*** Opening DATASET CONTENT ***

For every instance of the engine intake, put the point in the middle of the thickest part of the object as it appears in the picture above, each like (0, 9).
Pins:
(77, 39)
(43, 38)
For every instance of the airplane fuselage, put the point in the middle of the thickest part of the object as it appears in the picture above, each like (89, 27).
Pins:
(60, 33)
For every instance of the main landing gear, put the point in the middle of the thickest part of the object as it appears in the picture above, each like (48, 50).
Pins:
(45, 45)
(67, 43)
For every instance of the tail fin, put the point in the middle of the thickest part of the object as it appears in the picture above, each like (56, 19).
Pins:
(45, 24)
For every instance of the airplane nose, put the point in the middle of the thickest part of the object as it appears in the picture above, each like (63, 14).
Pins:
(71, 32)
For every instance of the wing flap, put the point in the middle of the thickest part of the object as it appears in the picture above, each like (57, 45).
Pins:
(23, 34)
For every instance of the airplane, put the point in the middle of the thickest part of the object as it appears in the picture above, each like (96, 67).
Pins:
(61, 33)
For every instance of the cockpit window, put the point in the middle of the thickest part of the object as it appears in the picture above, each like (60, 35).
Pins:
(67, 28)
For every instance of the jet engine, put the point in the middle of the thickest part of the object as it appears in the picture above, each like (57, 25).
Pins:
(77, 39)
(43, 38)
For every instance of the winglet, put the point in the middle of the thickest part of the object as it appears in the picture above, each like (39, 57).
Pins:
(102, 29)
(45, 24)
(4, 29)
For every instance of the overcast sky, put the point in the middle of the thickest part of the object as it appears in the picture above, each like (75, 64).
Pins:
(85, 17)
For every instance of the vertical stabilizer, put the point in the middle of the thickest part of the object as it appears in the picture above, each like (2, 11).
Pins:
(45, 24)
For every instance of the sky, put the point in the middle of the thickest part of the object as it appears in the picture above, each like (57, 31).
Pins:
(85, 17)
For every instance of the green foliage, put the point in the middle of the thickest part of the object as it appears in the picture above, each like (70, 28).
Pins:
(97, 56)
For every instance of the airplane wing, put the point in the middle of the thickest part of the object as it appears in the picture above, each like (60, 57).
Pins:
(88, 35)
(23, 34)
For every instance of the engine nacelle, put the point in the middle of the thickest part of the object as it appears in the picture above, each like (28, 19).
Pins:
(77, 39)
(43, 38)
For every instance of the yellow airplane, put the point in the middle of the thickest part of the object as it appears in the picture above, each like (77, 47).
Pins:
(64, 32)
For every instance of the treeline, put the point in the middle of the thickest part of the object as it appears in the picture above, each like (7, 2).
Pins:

*** Closing DATASET CONTENT ***

EXERCISE INSTRUCTIONS
Bring together every line in the entries that holds the string "engine".

WRITTEN REPLY
For every instance of the engine intake, put the point in the middle of the thickest part of the object as it appears in the picture above, each like (0, 9).
For every instance of the jet engine, put the point in the middle of the thickest part of the object as it appears in the picture above, each like (57, 25).
For every instance of the engine nacelle, put the point in the middle of the thickest part of the object as it appears in the picture above, each like (28, 19).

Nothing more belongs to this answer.